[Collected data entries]
________________
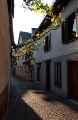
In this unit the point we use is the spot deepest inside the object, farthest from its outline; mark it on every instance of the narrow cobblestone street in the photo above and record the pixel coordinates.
(29, 102)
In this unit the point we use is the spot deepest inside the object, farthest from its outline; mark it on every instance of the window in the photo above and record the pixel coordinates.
(26, 70)
(57, 73)
(47, 43)
(70, 28)
(18, 58)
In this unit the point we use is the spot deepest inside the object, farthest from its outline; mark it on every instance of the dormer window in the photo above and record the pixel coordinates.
(47, 43)
(70, 27)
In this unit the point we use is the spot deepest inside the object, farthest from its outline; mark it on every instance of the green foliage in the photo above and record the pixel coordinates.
(38, 6)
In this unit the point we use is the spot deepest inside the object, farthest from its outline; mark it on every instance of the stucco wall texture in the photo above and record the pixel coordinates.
(4, 57)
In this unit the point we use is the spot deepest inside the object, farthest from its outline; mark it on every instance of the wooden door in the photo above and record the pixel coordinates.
(73, 80)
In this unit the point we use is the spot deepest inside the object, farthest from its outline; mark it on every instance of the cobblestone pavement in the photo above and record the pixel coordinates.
(29, 102)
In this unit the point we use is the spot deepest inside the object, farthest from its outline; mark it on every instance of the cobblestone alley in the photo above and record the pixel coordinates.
(29, 102)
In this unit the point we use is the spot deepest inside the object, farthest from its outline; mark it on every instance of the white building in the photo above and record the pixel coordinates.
(56, 62)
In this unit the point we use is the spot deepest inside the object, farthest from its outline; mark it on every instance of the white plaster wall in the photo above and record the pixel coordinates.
(57, 48)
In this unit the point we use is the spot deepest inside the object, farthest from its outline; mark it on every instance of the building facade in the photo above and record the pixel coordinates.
(22, 69)
(56, 60)
(6, 13)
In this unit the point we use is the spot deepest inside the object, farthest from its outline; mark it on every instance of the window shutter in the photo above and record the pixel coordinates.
(77, 22)
(49, 41)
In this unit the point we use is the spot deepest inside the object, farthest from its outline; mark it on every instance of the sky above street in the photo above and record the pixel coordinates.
(25, 19)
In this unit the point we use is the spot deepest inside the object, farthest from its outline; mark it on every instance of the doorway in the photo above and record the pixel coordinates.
(48, 75)
(73, 80)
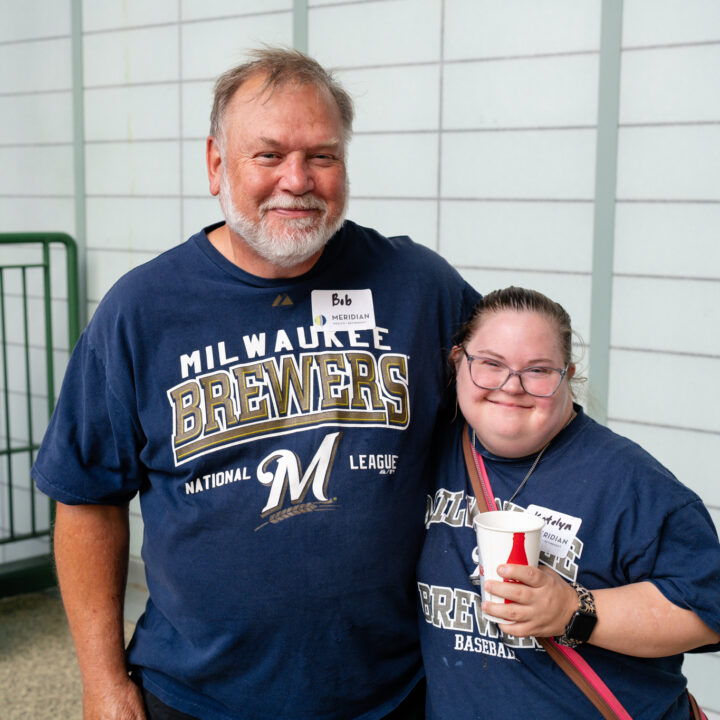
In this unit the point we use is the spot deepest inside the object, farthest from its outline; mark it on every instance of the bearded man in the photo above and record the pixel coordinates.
(269, 388)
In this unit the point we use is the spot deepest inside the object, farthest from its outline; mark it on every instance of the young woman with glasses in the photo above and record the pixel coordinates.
(630, 561)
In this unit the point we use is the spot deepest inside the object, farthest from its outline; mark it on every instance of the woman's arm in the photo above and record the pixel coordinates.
(633, 619)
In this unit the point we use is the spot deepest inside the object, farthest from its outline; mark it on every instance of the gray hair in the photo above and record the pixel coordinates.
(279, 66)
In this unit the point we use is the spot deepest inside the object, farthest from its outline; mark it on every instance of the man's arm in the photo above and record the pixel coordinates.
(91, 553)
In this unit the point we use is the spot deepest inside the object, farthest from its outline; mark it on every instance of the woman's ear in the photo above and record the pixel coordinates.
(456, 356)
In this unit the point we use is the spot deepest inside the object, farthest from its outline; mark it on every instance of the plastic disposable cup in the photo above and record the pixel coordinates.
(505, 537)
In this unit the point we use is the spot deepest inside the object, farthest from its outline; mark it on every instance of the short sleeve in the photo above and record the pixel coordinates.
(90, 452)
(683, 562)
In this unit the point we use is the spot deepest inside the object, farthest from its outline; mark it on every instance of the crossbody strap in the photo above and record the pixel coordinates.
(574, 666)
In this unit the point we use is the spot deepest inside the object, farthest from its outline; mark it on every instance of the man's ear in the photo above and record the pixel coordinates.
(213, 157)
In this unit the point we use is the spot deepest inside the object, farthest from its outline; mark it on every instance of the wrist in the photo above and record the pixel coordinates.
(582, 620)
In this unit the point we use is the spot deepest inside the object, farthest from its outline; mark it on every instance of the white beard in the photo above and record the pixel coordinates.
(291, 245)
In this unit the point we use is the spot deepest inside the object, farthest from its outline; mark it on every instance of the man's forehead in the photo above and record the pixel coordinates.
(259, 89)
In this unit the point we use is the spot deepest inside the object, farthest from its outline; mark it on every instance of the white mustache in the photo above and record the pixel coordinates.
(303, 202)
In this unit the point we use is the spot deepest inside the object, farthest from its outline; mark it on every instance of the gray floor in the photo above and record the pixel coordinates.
(39, 678)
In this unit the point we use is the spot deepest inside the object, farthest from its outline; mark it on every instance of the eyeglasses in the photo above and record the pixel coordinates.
(490, 374)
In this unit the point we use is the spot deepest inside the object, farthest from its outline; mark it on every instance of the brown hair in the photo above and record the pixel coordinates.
(521, 300)
(279, 66)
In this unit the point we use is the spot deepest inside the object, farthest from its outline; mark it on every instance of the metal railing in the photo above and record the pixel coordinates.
(24, 284)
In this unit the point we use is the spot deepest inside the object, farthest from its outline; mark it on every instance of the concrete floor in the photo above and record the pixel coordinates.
(39, 677)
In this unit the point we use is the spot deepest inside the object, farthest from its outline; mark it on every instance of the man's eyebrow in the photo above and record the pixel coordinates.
(329, 144)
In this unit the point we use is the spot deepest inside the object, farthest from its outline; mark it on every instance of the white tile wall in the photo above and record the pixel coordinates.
(394, 165)
(131, 56)
(201, 9)
(663, 22)
(676, 84)
(38, 18)
(684, 453)
(140, 112)
(484, 28)
(664, 389)
(553, 164)
(196, 104)
(140, 224)
(378, 33)
(28, 214)
(677, 239)
(147, 168)
(36, 118)
(676, 163)
(379, 105)
(660, 314)
(103, 15)
(537, 236)
(39, 66)
(37, 170)
(537, 92)
(416, 218)
(209, 48)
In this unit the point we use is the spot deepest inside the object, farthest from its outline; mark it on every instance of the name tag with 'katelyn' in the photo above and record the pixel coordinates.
(343, 309)
(559, 531)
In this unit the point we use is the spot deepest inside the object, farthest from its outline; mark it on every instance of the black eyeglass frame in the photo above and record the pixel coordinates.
(512, 372)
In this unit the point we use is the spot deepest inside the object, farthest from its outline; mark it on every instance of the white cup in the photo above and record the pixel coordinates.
(505, 537)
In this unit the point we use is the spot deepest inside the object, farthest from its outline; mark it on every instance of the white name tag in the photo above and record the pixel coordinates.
(559, 531)
(343, 309)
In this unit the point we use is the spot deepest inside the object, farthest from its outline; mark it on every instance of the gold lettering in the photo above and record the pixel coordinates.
(188, 418)
(216, 391)
(393, 369)
(248, 392)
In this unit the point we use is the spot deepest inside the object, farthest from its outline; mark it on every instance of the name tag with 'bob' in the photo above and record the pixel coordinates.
(559, 531)
(343, 309)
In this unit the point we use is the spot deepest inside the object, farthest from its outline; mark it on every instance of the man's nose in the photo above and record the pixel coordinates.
(296, 176)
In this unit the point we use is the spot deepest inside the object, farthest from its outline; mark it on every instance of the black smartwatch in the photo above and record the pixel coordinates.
(583, 622)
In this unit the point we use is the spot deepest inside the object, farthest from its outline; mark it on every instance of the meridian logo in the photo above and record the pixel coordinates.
(282, 300)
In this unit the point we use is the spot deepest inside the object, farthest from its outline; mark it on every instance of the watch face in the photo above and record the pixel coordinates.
(581, 626)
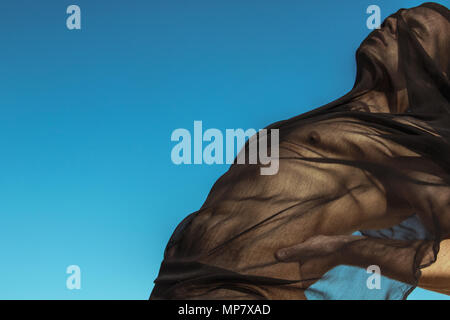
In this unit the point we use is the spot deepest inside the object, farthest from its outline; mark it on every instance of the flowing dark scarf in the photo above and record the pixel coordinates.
(193, 269)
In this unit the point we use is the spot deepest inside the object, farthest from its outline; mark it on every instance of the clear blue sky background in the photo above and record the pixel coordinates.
(86, 118)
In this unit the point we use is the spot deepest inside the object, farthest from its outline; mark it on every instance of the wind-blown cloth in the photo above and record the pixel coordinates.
(343, 168)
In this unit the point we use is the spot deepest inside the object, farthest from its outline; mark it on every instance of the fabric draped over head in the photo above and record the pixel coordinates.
(424, 80)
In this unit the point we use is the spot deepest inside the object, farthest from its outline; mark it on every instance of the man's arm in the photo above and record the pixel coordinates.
(394, 257)
(436, 277)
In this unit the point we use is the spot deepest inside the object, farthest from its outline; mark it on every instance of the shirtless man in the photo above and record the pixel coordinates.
(348, 167)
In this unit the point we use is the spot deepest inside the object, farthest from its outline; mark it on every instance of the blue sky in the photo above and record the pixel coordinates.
(86, 118)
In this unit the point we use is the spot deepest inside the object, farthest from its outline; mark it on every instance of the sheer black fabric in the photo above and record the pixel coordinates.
(377, 159)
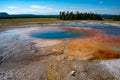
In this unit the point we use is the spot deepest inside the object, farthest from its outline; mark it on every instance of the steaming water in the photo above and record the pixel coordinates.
(56, 33)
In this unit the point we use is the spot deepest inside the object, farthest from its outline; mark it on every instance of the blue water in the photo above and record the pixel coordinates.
(105, 28)
(56, 33)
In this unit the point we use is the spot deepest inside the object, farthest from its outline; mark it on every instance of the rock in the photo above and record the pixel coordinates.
(72, 73)
(33, 51)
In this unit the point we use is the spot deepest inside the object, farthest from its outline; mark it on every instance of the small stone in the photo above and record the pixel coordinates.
(72, 73)
(33, 51)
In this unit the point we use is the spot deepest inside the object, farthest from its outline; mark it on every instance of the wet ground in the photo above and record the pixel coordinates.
(94, 57)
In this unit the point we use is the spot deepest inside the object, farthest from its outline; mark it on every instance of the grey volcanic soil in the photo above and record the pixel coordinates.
(22, 60)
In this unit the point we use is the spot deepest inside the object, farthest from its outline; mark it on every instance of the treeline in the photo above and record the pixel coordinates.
(113, 18)
(78, 16)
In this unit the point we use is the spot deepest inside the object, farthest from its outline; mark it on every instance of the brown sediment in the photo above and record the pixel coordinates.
(94, 45)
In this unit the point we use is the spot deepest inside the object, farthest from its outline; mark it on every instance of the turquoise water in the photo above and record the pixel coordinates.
(56, 34)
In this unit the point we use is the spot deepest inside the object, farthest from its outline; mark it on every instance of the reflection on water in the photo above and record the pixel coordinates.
(106, 28)
(56, 33)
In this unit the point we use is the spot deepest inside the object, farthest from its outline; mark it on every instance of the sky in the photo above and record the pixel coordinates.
(45, 7)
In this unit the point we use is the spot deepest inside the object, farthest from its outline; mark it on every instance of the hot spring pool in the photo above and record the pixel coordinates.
(56, 33)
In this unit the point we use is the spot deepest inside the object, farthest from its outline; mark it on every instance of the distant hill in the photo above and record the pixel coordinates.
(3, 14)
(6, 15)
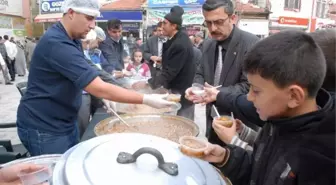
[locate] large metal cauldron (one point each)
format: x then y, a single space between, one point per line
165 126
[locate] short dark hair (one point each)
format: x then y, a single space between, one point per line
114 24
286 58
326 39
159 25
211 5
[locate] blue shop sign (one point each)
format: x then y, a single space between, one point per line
131 16
51 6
170 3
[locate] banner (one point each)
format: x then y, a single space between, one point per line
170 3
51 6
11 7
190 17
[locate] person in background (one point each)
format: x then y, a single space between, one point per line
153 50
178 66
295 144
112 48
4 69
11 53
222 58
47 116
30 47
20 64
138 67
192 39
12 40
199 40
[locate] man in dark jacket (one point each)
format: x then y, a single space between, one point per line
178 67
113 48
226 68
295 144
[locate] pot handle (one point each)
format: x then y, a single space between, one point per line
127 158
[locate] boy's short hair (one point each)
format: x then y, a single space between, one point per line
326 39
286 58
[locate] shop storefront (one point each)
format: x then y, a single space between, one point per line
131 21
50 12
12 22
255 26
284 23
192 17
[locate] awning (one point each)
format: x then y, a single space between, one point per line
48 17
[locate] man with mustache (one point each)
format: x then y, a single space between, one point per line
222 58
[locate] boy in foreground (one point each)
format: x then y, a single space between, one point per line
295 146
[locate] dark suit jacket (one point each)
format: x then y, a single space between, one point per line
178 67
233 80
114 53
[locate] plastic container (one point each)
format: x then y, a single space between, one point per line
225 121
40 177
174 97
198 89
193 146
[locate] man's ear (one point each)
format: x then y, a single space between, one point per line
297 96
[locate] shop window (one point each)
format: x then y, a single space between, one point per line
293 5
322 7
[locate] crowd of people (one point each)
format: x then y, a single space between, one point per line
15 57
279 89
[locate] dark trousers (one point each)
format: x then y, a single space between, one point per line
11 68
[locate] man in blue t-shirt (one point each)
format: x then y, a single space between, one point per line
47 114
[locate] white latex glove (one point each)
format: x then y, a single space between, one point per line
157 101
108 105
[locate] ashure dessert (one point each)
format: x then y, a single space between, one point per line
192 146
226 121
174 98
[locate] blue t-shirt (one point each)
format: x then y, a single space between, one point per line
58 74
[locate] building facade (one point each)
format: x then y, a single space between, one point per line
306 15
13 18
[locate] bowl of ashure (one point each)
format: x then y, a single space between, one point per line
193 146
226 121
198 89
165 126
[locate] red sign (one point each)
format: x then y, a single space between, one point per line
294 21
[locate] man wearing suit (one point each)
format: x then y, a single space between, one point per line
222 56
178 66
153 50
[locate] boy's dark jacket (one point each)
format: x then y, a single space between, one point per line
299 150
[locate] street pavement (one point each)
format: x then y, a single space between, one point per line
10 98
9 101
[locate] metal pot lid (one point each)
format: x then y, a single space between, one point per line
129 159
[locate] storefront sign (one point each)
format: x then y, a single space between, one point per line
169 3
293 21
11 7
130 16
51 6
19 33
256 27
131 26
5 22
190 17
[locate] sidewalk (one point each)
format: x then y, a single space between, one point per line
9 101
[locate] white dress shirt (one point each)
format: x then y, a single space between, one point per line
11 50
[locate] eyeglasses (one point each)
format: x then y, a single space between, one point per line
219 22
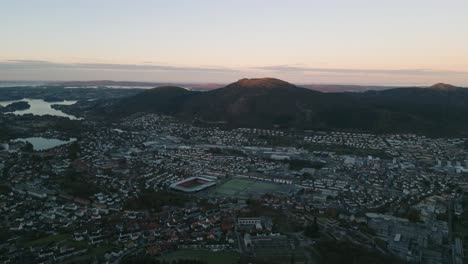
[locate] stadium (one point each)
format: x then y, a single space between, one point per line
192 184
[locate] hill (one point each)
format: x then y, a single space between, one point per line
269 102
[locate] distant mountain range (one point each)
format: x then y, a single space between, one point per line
211 86
437 110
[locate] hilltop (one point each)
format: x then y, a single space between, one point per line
269 102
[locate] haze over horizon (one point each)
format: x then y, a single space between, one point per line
334 42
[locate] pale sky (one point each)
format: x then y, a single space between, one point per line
397 42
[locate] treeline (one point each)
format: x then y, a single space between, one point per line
339 252
151 260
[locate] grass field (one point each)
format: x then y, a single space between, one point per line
203 255
245 187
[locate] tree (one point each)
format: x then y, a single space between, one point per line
312 230
74 150
414 215
28 147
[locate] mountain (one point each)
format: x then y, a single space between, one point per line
336 88
269 102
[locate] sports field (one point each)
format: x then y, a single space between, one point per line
246 187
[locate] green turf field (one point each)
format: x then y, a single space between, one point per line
245 187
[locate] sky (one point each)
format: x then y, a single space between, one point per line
398 42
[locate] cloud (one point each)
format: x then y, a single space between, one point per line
37 64
295 68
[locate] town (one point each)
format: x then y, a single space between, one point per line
156 186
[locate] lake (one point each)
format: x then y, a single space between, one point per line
40 143
41 107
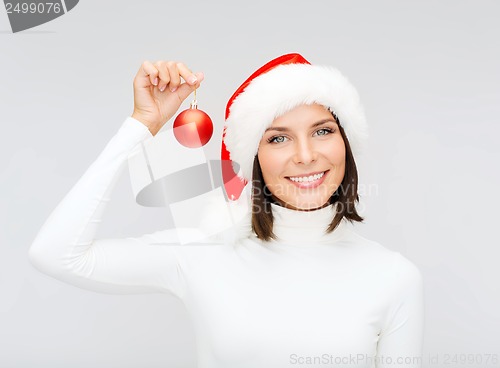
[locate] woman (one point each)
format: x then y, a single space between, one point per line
303 287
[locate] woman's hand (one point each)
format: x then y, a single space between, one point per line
159 91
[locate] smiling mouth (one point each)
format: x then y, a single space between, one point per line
307 178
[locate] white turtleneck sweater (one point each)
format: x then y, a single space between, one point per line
307 299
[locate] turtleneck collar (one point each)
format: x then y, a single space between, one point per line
305 228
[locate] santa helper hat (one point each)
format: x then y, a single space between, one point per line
274 89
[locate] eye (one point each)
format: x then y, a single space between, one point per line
324 131
276 139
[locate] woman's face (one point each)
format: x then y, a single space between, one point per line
302 157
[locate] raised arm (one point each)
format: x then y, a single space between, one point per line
65 247
400 342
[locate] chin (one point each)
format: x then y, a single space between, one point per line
308 205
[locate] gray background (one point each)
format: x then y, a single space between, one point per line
427 73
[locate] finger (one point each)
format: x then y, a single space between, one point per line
185 89
164 75
175 78
146 75
187 74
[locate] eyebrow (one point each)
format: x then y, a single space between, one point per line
318 123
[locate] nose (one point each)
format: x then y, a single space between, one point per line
305 152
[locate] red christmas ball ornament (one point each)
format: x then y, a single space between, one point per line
193 128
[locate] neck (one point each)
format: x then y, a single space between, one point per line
307 228
278 202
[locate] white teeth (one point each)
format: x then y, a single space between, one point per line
307 178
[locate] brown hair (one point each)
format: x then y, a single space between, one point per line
346 195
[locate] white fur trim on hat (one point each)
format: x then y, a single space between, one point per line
280 90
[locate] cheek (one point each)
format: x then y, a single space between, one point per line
269 164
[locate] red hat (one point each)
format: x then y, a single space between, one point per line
274 89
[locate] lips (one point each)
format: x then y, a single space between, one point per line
308 184
306 175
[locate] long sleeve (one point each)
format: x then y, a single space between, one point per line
401 339
65 247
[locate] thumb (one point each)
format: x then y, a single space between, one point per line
185 89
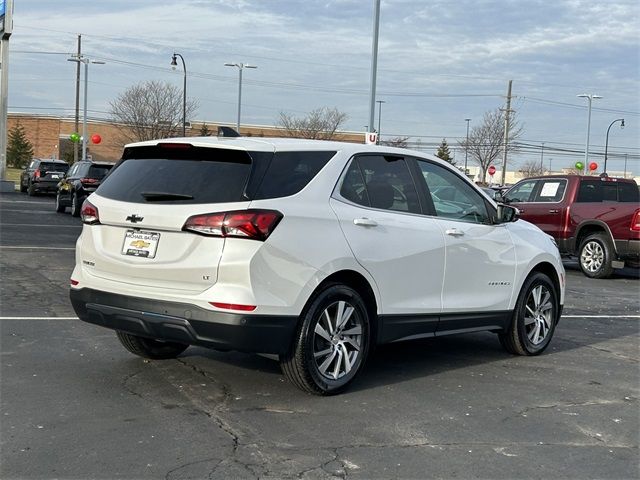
________________
What to work on: Gather each line in these records that contains the string "shop".

Solution below:
[locate] blue shop sign (one point each)
[locate] shop storefront (one point each)
[locate] shop window (one point each)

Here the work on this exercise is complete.